• **WHAT IS EXPECTED**:
Count how many lines in the items below contain the string "white", matching case exactly, and give only that number.

--- start DATASET ---

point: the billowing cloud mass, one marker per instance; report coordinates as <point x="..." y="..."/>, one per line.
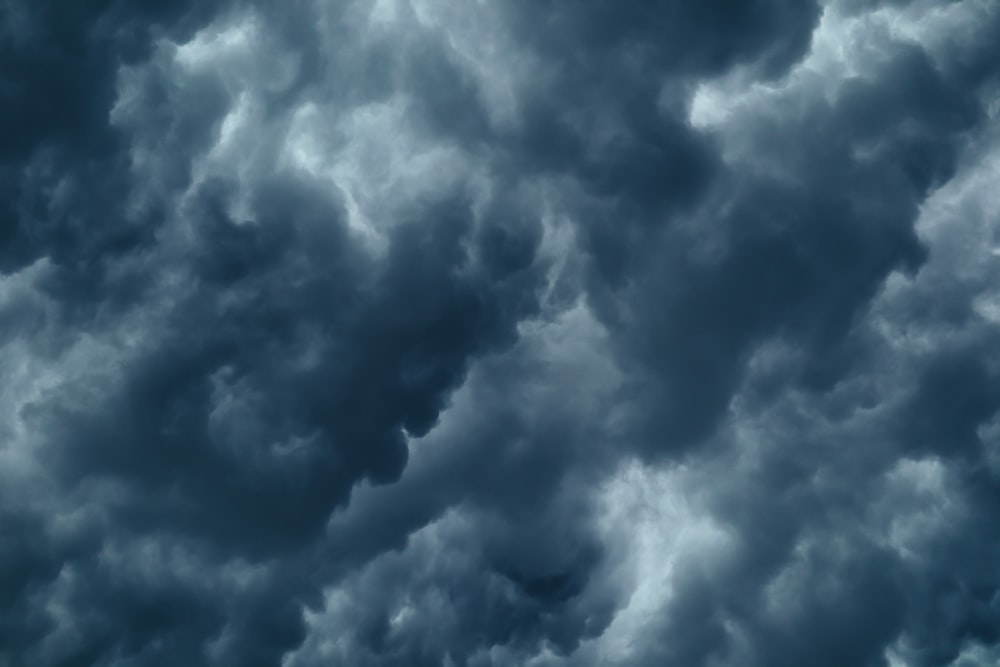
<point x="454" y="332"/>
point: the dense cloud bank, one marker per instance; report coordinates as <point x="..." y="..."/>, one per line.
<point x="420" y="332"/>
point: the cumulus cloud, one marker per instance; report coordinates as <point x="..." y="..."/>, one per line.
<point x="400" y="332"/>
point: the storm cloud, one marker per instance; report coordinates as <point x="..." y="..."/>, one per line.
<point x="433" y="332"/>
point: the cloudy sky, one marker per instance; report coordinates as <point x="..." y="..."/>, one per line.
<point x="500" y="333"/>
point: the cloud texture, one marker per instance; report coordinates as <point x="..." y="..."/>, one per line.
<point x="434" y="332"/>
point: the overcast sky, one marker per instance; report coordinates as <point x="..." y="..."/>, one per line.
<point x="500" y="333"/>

--- end DATASET ---
--- start DATASET ---

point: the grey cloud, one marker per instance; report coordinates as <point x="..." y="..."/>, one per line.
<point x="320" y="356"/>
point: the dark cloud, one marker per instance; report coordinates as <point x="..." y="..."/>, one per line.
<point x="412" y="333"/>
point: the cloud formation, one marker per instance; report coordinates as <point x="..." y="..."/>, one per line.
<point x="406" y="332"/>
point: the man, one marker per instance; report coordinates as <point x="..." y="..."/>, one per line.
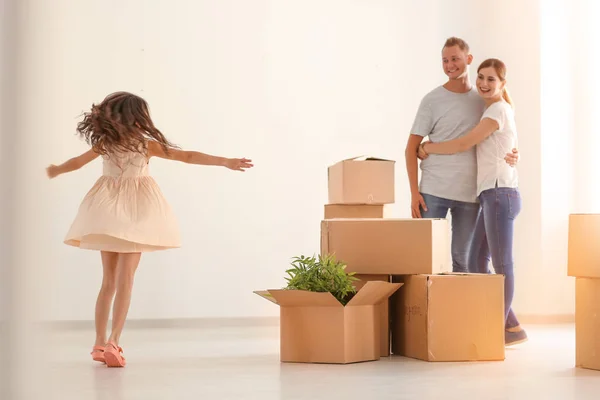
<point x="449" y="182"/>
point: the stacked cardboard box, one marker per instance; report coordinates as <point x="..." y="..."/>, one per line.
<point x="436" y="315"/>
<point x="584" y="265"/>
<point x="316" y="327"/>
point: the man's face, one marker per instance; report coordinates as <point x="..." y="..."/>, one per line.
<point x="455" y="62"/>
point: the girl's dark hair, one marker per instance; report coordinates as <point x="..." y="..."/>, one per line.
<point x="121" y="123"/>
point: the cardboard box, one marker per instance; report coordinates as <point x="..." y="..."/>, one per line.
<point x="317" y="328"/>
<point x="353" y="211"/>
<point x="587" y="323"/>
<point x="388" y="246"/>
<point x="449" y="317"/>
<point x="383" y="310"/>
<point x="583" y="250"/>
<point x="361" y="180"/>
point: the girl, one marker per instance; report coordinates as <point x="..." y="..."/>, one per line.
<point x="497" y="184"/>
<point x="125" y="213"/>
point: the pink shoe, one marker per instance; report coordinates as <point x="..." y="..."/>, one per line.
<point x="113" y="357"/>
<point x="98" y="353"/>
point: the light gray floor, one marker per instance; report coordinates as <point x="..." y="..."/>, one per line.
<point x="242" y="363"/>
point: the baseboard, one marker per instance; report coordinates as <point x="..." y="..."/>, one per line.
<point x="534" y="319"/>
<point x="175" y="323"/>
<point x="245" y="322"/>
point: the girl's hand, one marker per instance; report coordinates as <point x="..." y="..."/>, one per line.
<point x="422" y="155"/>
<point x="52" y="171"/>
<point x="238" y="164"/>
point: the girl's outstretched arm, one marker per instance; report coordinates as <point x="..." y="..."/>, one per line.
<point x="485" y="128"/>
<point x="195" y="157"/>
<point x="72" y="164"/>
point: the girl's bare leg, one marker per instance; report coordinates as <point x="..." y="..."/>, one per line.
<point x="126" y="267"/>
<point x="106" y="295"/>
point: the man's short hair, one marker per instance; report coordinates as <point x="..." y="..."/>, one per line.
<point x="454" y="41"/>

--- end DATASET ---
--- start DATASET ---

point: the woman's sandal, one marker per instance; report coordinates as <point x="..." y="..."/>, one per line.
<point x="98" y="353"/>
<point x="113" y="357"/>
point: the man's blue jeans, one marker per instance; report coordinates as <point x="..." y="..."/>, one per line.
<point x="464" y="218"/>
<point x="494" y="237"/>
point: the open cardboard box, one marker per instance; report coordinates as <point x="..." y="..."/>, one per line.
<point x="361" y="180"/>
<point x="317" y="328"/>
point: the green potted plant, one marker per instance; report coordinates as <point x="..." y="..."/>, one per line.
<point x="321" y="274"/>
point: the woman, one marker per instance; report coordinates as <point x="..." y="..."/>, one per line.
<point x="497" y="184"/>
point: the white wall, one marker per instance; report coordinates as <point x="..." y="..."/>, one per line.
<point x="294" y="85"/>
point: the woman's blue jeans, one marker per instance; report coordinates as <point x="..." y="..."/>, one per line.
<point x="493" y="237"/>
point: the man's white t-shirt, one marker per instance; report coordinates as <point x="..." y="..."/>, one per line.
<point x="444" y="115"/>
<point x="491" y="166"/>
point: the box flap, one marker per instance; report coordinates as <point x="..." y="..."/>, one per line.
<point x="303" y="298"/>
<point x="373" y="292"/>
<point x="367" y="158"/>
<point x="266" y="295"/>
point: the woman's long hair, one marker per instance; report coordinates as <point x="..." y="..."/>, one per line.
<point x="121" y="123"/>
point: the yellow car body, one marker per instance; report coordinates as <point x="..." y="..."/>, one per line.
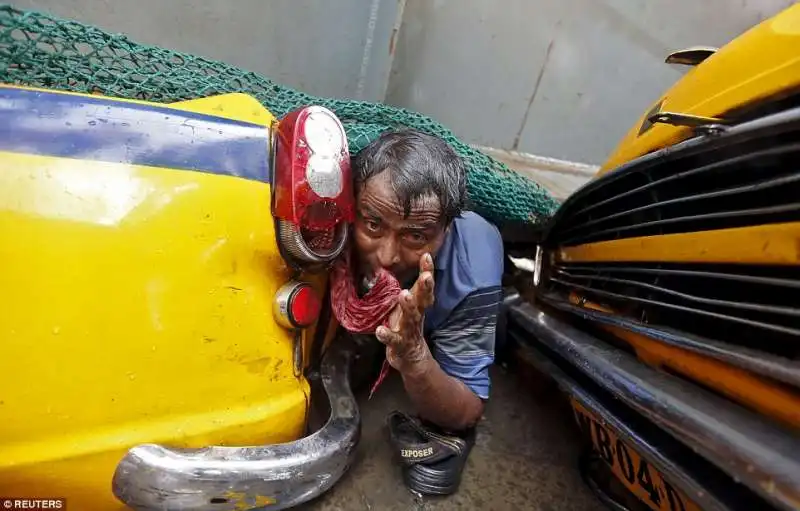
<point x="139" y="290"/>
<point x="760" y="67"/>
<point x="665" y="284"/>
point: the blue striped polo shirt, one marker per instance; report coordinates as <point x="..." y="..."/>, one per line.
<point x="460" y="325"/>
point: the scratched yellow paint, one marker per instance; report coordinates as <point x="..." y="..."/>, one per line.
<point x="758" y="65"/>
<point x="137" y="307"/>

--- end DATASET ---

• **SOLVED PROBLEM**:
2